• _LISTING_
——————————

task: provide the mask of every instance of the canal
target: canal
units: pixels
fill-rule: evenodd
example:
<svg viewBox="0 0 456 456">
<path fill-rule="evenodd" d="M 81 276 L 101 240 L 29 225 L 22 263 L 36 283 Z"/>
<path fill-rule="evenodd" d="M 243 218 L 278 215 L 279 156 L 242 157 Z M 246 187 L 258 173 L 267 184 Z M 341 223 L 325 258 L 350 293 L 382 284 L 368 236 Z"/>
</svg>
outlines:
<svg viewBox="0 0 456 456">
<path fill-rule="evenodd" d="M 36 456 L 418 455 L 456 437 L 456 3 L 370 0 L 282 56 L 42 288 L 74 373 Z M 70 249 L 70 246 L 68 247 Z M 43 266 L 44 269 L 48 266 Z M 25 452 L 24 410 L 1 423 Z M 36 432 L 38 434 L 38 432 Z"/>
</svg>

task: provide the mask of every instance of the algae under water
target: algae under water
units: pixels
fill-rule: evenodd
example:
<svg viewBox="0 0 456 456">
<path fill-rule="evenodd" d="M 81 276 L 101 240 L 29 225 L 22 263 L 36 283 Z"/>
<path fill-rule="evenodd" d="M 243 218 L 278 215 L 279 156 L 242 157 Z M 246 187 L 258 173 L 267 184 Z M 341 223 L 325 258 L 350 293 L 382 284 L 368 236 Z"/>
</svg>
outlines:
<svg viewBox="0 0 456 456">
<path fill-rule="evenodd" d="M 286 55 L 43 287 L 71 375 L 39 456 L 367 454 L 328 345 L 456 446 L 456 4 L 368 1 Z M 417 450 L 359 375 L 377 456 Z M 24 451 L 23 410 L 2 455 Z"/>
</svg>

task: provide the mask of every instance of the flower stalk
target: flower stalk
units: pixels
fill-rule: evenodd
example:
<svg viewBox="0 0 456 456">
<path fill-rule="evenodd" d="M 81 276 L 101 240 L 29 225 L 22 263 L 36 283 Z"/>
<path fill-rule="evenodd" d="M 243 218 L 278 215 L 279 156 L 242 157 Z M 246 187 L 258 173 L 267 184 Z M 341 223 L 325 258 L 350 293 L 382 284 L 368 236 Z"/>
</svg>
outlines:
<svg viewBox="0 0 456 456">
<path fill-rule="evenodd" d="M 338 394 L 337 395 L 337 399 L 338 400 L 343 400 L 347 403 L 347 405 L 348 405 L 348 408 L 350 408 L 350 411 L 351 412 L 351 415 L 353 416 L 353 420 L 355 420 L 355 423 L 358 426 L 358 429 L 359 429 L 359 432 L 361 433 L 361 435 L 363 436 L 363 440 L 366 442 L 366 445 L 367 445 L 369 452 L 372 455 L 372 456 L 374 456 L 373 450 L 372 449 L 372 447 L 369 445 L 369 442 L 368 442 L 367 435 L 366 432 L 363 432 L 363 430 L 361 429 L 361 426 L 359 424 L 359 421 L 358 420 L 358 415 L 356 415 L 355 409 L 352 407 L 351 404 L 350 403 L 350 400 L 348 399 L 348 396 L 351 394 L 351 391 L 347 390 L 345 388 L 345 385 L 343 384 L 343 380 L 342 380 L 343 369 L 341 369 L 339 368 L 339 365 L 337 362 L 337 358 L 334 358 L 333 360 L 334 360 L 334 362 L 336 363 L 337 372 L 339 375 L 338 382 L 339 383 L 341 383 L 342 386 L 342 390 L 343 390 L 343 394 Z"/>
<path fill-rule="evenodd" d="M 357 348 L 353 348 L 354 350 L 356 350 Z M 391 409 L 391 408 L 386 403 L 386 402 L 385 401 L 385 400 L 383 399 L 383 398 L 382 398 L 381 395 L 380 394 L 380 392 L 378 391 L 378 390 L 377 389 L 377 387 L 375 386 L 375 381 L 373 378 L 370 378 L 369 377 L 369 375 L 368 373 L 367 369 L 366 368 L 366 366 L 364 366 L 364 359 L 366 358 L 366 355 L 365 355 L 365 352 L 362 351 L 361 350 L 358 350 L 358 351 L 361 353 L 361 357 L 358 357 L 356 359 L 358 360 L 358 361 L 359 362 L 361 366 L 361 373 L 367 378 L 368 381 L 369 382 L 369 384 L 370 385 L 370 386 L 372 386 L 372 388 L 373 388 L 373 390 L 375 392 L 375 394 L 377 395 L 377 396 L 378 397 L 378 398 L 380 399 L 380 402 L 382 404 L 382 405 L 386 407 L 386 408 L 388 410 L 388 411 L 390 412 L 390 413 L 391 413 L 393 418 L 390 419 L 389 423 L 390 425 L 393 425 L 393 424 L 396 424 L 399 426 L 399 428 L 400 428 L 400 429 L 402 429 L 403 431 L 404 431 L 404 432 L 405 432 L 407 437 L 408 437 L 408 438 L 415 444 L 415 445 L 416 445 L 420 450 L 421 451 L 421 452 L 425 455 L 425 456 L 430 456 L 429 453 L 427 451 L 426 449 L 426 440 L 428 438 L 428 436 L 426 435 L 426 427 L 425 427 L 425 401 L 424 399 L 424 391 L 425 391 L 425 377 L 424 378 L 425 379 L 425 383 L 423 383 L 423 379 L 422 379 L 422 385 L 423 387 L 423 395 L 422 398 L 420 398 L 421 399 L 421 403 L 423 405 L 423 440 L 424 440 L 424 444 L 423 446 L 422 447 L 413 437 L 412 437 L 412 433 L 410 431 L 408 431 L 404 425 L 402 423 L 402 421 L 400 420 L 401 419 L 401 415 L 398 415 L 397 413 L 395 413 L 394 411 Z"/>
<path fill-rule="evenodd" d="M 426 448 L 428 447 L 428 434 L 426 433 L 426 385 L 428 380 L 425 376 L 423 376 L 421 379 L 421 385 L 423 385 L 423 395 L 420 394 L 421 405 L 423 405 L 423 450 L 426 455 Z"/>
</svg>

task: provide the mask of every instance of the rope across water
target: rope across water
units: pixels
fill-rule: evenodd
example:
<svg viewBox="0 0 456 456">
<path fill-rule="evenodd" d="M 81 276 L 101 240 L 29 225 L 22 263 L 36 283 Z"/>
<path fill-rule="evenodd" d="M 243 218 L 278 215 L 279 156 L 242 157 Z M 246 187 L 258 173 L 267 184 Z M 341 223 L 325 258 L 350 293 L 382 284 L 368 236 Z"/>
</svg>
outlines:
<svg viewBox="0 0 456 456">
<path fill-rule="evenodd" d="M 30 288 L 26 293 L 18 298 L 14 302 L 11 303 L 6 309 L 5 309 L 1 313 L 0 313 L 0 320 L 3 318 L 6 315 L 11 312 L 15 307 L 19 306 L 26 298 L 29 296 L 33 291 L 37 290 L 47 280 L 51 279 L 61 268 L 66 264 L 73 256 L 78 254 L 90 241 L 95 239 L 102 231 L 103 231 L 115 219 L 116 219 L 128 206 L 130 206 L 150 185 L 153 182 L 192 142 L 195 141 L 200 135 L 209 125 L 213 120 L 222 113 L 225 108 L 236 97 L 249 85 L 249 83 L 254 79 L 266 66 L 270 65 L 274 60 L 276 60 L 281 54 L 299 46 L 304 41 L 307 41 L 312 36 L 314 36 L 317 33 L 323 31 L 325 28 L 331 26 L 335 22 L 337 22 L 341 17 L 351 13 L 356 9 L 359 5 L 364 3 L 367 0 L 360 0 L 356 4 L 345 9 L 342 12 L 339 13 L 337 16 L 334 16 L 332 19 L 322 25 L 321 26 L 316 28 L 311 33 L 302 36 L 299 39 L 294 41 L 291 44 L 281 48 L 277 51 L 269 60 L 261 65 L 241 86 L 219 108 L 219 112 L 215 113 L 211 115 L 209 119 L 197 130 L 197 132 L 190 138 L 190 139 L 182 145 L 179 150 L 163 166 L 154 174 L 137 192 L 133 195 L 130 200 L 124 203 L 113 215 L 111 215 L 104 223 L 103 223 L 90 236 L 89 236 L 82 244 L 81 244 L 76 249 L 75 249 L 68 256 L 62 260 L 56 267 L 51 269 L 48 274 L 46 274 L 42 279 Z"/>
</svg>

——————————

• _TASK PROMPT_
Using the material above, extract the line that contains "task: provide the mask of every instance of the rope" and every line after it, exactly as given; stop at the last line.

• _ANSWER_
task: provide the mask of every instance of the rope across water
target: rope across water
units: pixels
fill-rule: evenodd
example:
<svg viewBox="0 0 456 456">
<path fill-rule="evenodd" d="M 81 276 L 101 240 L 29 225 L 22 263 L 36 283 Z"/>
<path fill-rule="evenodd" d="M 243 218 L 278 215 L 279 156 L 242 157 Z M 246 187 L 258 173 L 267 184 Z M 341 223 L 325 258 L 350 293 L 382 284 L 368 236 Z"/>
</svg>
outlines:
<svg viewBox="0 0 456 456">
<path fill-rule="evenodd" d="M 30 288 L 26 293 L 18 298 L 14 302 L 11 303 L 6 309 L 5 309 L 1 313 L 0 313 L 0 320 L 3 318 L 6 315 L 11 312 L 15 307 L 19 306 L 26 298 L 29 296 L 33 291 L 37 290 L 47 280 L 51 279 L 61 268 L 66 264 L 73 256 L 78 254 L 90 241 L 95 239 L 102 231 L 103 231 L 115 219 L 116 219 L 128 206 L 130 206 L 150 185 L 153 182 L 192 142 L 195 141 L 200 135 L 209 125 L 213 120 L 222 113 L 225 108 L 236 97 L 249 85 L 249 83 L 254 79 L 266 66 L 270 65 L 274 60 L 276 60 L 281 54 L 299 46 L 304 41 L 307 41 L 312 36 L 314 36 L 317 33 L 323 31 L 325 28 L 331 26 L 335 22 L 337 22 L 341 17 L 351 13 L 356 9 L 359 5 L 364 3 L 367 0 L 360 0 L 356 4 L 345 9 L 342 12 L 339 13 L 337 16 L 334 16 L 332 19 L 322 25 L 321 26 L 316 28 L 311 33 L 302 36 L 299 39 L 294 41 L 291 44 L 281 48 L 277 51 L 269 60 L 261 65 L 241 86 L 219 108 L 219 112 L 215 113 L 211 115 L 209 119 L 197 130 L 197 132 L 190 138 L 190 139 L 182 145 L 179 150 L 163 166 L 154 174 L 137 192 L 133 195 L 130 200 L 124 203 L 113 215 L 111 215 L 104 223 L 103 223 L 90 236 L 89 236 L 82 244 L 81 244 L 76 249 L 75 249 L 68 256 L 62 260 L 56 267 L 51 269 L 48 274 L 46 274 L 42 279 Z"/>
</svg>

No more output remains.